[Dataset entries]
↓

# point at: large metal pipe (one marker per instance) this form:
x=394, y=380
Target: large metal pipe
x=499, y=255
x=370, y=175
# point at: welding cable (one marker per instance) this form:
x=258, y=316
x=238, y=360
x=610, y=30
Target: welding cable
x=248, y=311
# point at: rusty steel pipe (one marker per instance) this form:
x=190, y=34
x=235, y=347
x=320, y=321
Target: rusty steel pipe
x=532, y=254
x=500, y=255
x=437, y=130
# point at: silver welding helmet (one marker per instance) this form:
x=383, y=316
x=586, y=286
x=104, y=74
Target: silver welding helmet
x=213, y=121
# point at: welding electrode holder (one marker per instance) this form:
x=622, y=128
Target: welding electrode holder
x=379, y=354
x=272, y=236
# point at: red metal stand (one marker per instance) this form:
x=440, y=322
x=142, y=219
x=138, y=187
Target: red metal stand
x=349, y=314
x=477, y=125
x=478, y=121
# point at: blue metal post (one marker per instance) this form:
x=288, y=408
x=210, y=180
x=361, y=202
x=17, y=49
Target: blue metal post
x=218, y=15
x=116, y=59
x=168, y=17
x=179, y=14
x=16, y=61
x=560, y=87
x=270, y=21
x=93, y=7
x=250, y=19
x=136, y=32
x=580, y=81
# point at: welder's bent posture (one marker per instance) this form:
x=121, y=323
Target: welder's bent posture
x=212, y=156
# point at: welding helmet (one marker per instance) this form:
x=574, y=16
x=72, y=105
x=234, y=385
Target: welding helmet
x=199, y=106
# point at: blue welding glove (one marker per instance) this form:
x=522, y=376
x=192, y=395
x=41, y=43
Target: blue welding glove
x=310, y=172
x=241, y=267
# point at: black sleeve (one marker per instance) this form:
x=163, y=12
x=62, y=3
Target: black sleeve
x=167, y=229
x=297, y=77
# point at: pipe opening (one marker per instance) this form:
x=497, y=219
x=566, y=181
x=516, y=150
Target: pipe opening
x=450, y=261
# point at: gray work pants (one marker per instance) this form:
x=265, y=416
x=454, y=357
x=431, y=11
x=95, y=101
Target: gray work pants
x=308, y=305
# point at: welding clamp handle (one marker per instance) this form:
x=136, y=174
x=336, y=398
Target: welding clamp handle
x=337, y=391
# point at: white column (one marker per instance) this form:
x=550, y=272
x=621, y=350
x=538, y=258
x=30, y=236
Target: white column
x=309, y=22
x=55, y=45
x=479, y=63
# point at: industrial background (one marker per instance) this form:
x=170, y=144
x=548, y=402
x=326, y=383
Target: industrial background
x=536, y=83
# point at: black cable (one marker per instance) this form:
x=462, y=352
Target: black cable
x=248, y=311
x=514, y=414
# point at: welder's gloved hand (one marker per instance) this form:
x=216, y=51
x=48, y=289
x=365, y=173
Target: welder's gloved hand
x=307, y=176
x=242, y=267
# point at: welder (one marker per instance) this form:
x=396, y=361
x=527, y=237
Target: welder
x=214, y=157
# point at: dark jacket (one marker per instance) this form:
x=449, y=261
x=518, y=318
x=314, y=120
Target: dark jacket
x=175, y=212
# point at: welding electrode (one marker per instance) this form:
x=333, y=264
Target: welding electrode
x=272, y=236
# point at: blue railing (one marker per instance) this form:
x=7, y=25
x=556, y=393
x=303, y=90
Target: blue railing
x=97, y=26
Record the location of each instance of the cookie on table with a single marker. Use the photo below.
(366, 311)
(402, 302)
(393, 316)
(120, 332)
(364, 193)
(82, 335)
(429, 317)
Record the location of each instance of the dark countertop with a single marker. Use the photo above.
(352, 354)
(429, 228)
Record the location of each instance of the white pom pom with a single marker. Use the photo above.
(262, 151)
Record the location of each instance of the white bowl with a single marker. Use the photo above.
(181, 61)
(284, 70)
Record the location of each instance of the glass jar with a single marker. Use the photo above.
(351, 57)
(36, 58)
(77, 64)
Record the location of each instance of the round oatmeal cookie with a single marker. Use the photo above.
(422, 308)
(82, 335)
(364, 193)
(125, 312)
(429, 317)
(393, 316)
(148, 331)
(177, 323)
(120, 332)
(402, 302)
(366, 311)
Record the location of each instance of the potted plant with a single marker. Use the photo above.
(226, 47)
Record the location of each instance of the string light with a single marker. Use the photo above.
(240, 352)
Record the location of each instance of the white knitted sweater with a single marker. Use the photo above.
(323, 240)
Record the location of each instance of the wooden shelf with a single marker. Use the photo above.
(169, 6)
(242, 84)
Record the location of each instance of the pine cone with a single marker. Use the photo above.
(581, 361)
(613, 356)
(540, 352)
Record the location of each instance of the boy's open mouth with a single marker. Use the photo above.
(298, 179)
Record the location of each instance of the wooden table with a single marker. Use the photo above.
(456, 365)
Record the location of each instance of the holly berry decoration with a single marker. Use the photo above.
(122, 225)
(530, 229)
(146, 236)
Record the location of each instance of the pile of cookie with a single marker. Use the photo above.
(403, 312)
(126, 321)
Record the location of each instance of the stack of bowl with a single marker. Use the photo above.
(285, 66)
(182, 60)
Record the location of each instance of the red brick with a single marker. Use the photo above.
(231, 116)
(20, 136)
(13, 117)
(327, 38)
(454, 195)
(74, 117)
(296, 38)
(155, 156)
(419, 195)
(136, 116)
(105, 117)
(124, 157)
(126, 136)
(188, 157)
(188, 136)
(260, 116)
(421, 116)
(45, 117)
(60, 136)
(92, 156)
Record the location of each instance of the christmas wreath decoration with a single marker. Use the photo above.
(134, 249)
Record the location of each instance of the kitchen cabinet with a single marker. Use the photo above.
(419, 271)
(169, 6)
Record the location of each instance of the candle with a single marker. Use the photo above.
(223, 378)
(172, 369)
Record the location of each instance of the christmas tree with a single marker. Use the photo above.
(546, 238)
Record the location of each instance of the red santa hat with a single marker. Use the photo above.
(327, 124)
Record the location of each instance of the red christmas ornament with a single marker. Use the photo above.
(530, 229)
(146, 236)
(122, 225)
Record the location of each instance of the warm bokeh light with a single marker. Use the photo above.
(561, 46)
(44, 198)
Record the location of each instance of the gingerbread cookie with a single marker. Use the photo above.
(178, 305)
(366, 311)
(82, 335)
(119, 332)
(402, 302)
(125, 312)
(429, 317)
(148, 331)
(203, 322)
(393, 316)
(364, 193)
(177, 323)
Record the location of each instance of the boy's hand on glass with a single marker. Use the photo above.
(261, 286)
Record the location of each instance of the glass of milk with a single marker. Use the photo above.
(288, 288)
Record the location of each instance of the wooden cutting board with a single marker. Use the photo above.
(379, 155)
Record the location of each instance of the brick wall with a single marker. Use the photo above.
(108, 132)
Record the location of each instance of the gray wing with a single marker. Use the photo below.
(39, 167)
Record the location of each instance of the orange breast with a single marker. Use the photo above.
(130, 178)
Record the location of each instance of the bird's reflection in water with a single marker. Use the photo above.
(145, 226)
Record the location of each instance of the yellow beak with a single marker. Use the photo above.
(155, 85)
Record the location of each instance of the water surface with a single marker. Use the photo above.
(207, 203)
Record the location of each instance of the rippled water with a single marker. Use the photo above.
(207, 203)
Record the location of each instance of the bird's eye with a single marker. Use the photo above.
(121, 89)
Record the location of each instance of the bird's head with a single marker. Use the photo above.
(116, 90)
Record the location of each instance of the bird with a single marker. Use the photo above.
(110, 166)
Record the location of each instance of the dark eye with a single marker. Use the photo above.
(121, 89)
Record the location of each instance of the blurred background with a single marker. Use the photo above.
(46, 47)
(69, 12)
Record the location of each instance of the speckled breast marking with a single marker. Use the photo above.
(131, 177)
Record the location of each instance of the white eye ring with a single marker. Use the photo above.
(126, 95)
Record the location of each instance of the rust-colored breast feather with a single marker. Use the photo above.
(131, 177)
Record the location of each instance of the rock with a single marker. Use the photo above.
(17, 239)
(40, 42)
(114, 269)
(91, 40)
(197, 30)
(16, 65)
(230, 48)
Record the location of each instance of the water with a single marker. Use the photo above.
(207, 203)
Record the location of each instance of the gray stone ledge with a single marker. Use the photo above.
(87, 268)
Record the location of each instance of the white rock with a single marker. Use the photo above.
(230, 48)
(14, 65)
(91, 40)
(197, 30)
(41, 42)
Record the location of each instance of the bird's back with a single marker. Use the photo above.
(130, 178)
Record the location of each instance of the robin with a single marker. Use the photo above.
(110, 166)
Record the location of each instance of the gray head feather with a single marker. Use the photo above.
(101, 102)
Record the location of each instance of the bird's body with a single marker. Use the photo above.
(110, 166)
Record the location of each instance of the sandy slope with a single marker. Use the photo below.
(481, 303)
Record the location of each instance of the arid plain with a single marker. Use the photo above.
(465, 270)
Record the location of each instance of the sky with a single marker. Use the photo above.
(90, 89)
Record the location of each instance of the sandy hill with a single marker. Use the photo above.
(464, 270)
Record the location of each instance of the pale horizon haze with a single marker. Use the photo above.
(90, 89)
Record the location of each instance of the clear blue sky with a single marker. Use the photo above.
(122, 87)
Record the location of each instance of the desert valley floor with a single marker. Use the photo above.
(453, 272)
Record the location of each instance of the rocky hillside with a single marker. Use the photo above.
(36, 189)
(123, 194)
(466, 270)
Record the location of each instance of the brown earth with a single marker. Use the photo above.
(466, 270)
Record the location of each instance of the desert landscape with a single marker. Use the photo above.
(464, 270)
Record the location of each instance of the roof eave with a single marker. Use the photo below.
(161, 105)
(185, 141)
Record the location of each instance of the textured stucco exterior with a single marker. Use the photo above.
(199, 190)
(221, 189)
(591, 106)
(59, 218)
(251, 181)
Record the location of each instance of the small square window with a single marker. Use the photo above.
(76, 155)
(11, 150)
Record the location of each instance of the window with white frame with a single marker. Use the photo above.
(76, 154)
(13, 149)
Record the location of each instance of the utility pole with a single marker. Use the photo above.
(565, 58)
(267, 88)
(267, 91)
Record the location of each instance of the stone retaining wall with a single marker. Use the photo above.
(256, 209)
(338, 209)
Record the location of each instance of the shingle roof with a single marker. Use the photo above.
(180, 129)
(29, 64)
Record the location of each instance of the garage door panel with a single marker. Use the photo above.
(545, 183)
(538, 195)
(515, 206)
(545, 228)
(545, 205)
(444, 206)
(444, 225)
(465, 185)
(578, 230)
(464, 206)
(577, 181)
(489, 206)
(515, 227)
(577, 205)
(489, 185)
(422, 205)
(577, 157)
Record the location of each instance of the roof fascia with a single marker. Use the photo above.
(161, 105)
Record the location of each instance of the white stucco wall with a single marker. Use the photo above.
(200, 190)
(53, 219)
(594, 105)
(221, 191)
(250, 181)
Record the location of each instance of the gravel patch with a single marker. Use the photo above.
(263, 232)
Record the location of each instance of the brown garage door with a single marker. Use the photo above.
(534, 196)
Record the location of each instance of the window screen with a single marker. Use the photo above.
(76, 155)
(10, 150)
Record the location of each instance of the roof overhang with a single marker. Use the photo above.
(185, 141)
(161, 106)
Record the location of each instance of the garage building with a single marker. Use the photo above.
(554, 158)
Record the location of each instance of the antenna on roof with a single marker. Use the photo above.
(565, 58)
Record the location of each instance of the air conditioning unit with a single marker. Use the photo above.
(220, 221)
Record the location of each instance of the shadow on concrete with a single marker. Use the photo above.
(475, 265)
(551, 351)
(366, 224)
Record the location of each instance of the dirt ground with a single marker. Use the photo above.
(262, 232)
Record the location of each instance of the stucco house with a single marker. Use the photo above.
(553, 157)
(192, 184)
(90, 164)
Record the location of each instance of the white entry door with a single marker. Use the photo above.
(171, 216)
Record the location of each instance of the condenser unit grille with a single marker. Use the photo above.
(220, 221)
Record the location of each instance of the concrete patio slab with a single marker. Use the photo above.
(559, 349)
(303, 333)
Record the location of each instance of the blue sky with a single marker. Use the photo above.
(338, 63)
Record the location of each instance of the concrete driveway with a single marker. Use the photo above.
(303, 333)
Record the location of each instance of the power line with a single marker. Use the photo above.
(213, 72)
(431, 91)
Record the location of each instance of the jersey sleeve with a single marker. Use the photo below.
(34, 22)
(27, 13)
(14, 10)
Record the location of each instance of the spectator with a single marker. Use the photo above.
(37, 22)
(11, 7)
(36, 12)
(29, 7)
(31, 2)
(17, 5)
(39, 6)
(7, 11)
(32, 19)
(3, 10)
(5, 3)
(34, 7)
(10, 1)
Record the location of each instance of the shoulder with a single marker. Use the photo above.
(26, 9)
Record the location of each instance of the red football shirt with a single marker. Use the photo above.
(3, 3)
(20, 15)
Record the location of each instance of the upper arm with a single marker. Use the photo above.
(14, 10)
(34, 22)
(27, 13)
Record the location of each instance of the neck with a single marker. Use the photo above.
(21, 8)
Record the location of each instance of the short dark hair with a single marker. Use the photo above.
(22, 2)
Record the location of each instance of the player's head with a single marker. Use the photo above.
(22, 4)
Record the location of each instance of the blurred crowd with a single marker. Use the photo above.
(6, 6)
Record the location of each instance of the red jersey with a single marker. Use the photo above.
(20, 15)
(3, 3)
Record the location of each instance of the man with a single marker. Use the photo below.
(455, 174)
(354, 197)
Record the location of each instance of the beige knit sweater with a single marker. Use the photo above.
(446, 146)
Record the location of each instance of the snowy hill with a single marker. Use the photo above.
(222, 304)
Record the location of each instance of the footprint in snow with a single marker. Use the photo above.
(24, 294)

↑

▶ THE PROBLEM: Please reproduce the lines from the one containing "Record the location of each instance of the footprint" through the end of the records, inclusive, with "footprint in snow" changed to "boot print in snow" and nothing else altered.

▶ COMPLETE RESPONSE:
Record the location of each instance of the boot print in snow with a single marker. Use the photo above.
(24, 294)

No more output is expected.